* [What you will do] Reproduce every line of the data below verbatim, leaving out the pictures.

----- Dataset records

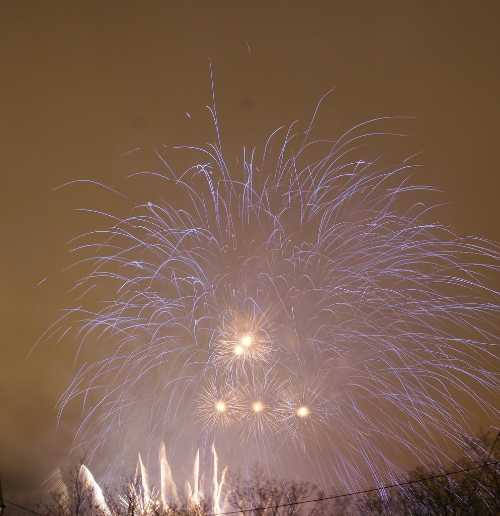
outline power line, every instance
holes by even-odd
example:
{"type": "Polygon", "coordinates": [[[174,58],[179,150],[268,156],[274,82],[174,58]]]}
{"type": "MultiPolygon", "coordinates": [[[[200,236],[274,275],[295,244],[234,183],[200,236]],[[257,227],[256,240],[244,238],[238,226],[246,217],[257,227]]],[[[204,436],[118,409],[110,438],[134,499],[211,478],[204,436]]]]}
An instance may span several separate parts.
{"type": "Polygon", "coordinates": [[[25,511],[29,511],[30,512],[34,514],[39,514],[40,516],[45,516],[45,514],[42,514],[41,512],[37,512],[36,511],[33,510],[32,509],[28,509],[27,507],[23,507],[22,505],[18,505],[17,504],[14,504],[13,502],[9,502],[8,500],[6,500],[4,498],[4,502],[6,502],[8,504],[10,504],[11,505],[14,505],[16,507],[19,507],[20,509],[24,509],[25,511]]]}
{"type": "Polygon", "coordinates": [[[292,502],[288,504],[280,504],[279,505],[269,505],[263,507],[255,507],[253,509],[248,509],[247,511],[244,511],[239,509],[236,511],[229,511],[227,512],[219,512],[217,513],[212,513],[211,514],[203,514],[203,516],[225,516],[226,514],[234,514],[237,513],[251,512],[253,511],[264,510],[266,509],[280,509],[281,507],[288,507],[292,505],[300,505],[302,504],[309,504],[314,502],[323,502],[325,500],[333,500],[337,498],[344,498],[346,496],[353,496],[357,494],[367,494],[368,493],[374,493],[377,491],[383,491],[385,489],[391,489],[394,487],[402,487],[403,486],[409,486],[410,484],[417,483],[418,482],[423,482],[425,480],[431,480],[435,478],[440,478],[442,477],[450,476],[451,475],[456,475],[457,473],[465,473],[468,471],[472,471],[473,470],[478,470],[481,467],[486,467],[487,466],[494,466],[500,464],[500,461],[497,460],[494,462],[486,462],[481,464],[480,466],[474,466],[472,467],[467,467],[463,470],[457,470],[456,471],[452,471],[449,473],[441,473],[439,475],[434,475],[431,477],[426,477],[425,478],[419,478],[415,480],[408,480],[407,482],[401,482],[400,483],[392,484],[391,486],[383,486],[382,487],[374,488],[372,489],[366,489],[365,491],[358,491],[356,492],[346,493],[344,494],[336,494],[333,496],[325,496],[323,498],[316,498],[311,500],[303,500],[302,502],[292,502]]]}
{"type": "MultiPolygon", "coordinates": [[[[482,467],[486,467],[487,466],[496,466],[498,464],[500,464],[500,461],[497,460],[494,462],[486,462],[485,464],[481,464],[480,466],[473,466],[472,467],[466,467],[462,470],[457,470],[456,471],[451,471],[449,473],[440,473],[439,475],[433,475],[432,476],[425,477],[424,478],[418,478],[414,480],[408,480],[406,482],[401,482],[399,483],[391,484],[390,486],[383,486],[381,487],[373,488],[371,489],[366,489],[364,491],[358,491],[351,493],[344,493],[343,494],[336,494],[332,496],[324,496],[322,498],[316,498],[310,500],[302,500],[301,502],[292,502],[287,504],[280,504],[279,505],[269,505],[265,507],[254,507],[253,509],[248,509],[246,511],[240,509],[238,510],[229,511],[227,512],[218,512],[216,513],[214,512],[210,514],[203,514],[203,516],[226,516],[227,514],[234,514],[241,512],[264,510],[266,509],[280,509],[282,507],[288,507],[292,505],[301,505],[303,504],[310,504],[315,502],[324,502],[326,500],[333,500],[339,498],[345,498],[347,496],[354,496],[357,494],[367,494],[369,493],[375,493],[379,491],[384,491],[385,489],[392,489],[392,488],[395,487],[402,487],[404,486],[409,486],[410,484],[418,483],[419,482],[424,482],[425,480],[434,480],[436,478],[442,478],[443,477],[448,477],[451,475],[456,475],[458,473],[464,473],[468,471],[472,471],[473,470],[479,470],[482,467]]],[[[9,500],[5,499],[5,498],[4,498],[4,501],[8,504],[10,504],[11,505],[14,505],[16,507],[19,507],[20,509],[24,509],[25,510],[29,511],[32,514],[38,514],[39,516],[45,516],[45,515],[41,512],[38,512],[38,511],[34,511],[31,509],[28,509],[28,507],[23,507],[22,505],[18,505],[17,504],[14,504],[13,502],[9,502],[9,500]]]]}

----------

* [Solution below]
outline power line, every instance
holes by even-odd
example:
{"type": "Polygon", "coordinates": [[[174,58],[179,150],[268,156],[274,82],[174,58]]]}
{"type": "MultiPolygon", "coordinates": [[[[200,236],[274,275],[295,244],[234,183],[200,236]],[[257,227],[256,240],[244,238],[238,226],[246,217],[257,227]]],[[[204,436],[118,409],[110,438],[134,499],[211,478],[204,436]]]]}
An instance may span several separate parts.
{"type": "Polygon", "coordinates": [[[25,511],[29,511],[30,512],[34,514],[39,514],[40,516],[45,516],[45,514],[42,514],[41,512],[37,512],[36,511],[33,510],[32,509],[28,509],[27,507],[23,507],[22,505],[18,505],[17,504],[14,504],[13,502],[9,502],[8,500],[6,500],[4,498],[4,502],[6,502],[8,504],[10,504],[11,505],[14,505],[16,507],[19,507],[20,509],[24,509],[25,511]]]}
{"type": "Polygon", "coordinates": [[[292,502],[288,504],[280,504],[279,505],[269,505],[263,507],[255,507],[253,509],[248,509],[247,511],[244,511],[239,509],[236,511],[229,511],[227,512],[219,512],[217,513],[212,513],[211,514],[203,514],[203,516],[225,516],[226,514],[234,514],[237,513],[251,512],[253,511],[264,510],[266,509],[280,509],[281,507],[288,507],[292,505],[300,505],[302,504],[309,504],[314,502],[323,502],[325,500],[333,500],[337,498],[344,498],[346,496],[353,496],[357,494],[367,494],[368,493],[374,493],[377,491],[383,491],[385,489],[391,489],[394,487],[402,487],[403,486],[409,486],[410,484],[417,483],[418,482],[423,482],[425,480],[431,480],[435,478],[440,478],[442,477],[450,476],[451,475],[456,475],[457,473],[465,473],[468,471],[472,471],[473,470],[478,470],[481,467],[486,467],[487,466],[494,466],[500,464],[500,461],[497,460],[494,462],[486,462],[481,464],[480,466],[474,466],[472,467],[467,467],[463,470],[457,470],[456,471],[452,471],[449,473],[441,473],[439,475],[434,475],[431,477],[426,477],[425,478],[419,478],[415,480],[408,480],[407,482],[401,482],[400,483],[392,484],[391,486],[383,486],[382,487],[374,488],[372,489],[366,489],[365,491],[358,491],[356,492],[346,493],[344,494],[336,494],[333,496],[325,496],[323,498],[316,498],[311,500],[303,500],[302,502],[292,502]]]}
{"type": "MultiPolygon", "coordinates": [[[[482,467],[486,467],[487,466],[496,466],[498,464],[500,464],[500,461],[497,460],[494,462],[486,462],[485,464],[481,464],[480,466],[473,466],[472,467],[466,467],[462,470],[457,470],[456,471],[451,471],[449,473],[440,473],[439,475],[433,475],[432,476],[425,477],[424,478],[418,478],[414,480],[408,480],[406,482],[401,482],[399,483],[391,484],[390,486],[383,486],[381,487],[373,488],[371,489],[366,489],[364,491],[358,491],[351,493],[344,493],[343,494],[336,494],[332,496],[324,496],[322,498],[316,498],[310,500],[302,500],[301,502],[292,502],[287,504],[280,504],[279,505],[269,505],[265,507],[254,507],[253,509],[248,509],[246,511],[240,509],[238,510],[229,511],[227,512],[218,512],[216,513],[214,512],[210,514],[203,514],[203,516],[226,516],[227,514],[234,514],[241,512],[264,510],[266,509],[280,509],[282,507],[288,507],[292,505],[301,505],[303,504],[310,504],[315,502],[324,502],[326,500],[333,500],[339,498],[345,498],[347,496],[354,496],[357,494],[367,494],[369,493],[375,493],[379,491],[384,491],[385,489],[392,489],[392,488],[395,487],[402,487],[404,486],[409,486],[410,484],[418,483],[419,482],[424,482],[425,480],[434,480],[436,478],[442,478],[443,477],[448,477],[451,475],[456,475],[458,473],[464,473],[468,471],[472,471],[473,470],[479,470],[482,467]]],[[[9,500],[5,499],[5,498],[4,498],[4,501],[8,504],[10,504],[11,505],[14,505],[16,507],[19,507],[20,509],[24,509],[25,510],[29,511],[32,514],[38,514],[39,516],[45,516],[45,515],[41,512],[38,512],[38,511],[34,511],[31,509],[28,509],[28,507],[23,507],[22,505],[18,505],[17,504],[14,504],[13,502],[9,502],[9,500]]]]}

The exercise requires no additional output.